WORK ORDER 1 = From the snow and ice management passage below, copy the words starting at "It’s important to" and ending at "after the event.".
WORK ORDER 2 = In the snow and ice management passage below, how many basic types of properties or winter service contracts should a snow operation start by focusing on?
WORK ORDER 3 = Translate this sentence from the snow and ice management passage below into Spanish: "For example, maybe it's retail and medical facilities."

It’s important to educate customers that the time to question service and its execution is not while you’re working an event and ensuring the site’s safety, but rather before and after the event.

Establishing The Wrong Expectations

You could almost call this one Communication 2.0.

Here’s a familiar scenario: You’re selling a client on a snow and ice management strategy, but you’re not digging deep enough in your discussion. So, what you believe is important actually doesn’t mesh with what’s important to the client. This disconnect later creates frustrations between the contractor and the client, and it all could have been avoided with a more candid conversation before the terms of the agreement were finalized.

Without a doubt, this is a complex area to troubleshoot because a client’s needs and a contractor’s experience and know-how often are so varied and diverse and it’s difficult to successfully match up the two. To address this, start by focusing your snow operation on three or four basic types of properties or winter service contracts that your team excels at executing. For example, maybe it’s retail and medical facilities. Or it can be gas stations, fast food restaurants and strip malls. Or maybe you excel at the intricacies of managing apartment complexes and homeowner associations (HOAs).

GIVEN ENTRIES =
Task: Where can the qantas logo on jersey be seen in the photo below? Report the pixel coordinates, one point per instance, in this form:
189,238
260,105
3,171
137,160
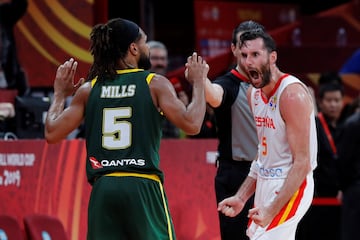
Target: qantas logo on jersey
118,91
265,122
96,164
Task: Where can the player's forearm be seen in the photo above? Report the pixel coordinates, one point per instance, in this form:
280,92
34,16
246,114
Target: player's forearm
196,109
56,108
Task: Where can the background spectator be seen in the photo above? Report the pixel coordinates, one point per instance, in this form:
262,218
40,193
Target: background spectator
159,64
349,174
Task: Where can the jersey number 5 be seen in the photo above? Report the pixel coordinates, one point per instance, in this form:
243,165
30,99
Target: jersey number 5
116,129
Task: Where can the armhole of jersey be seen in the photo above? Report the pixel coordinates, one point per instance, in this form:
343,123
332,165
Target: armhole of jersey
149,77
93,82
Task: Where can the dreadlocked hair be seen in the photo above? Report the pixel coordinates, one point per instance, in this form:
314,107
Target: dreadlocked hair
* * *
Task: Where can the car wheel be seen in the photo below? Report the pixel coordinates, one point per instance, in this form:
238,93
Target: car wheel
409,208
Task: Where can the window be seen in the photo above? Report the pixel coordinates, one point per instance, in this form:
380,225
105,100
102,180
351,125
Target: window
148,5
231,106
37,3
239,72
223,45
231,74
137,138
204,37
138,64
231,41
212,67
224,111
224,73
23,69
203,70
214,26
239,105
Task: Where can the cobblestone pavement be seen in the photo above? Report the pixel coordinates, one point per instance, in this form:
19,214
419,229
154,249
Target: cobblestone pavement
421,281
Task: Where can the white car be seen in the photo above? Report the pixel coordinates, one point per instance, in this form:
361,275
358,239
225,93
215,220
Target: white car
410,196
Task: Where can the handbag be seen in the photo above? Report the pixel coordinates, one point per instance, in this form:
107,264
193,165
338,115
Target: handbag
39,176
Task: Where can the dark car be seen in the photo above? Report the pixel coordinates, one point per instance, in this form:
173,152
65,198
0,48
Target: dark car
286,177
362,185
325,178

EXERCISE ANSWER 1 =
It’s important to educate customers that the time to question service and its execution is not while you’re working an event and ensuring the site’s safety, but rather before and after the event.

EXERCISE ANSWER 2 = Three or four.

EXERCISE ANSWER 3 = Por ejemplo, tal vez sean comercios minoristas e instalaciones médicas.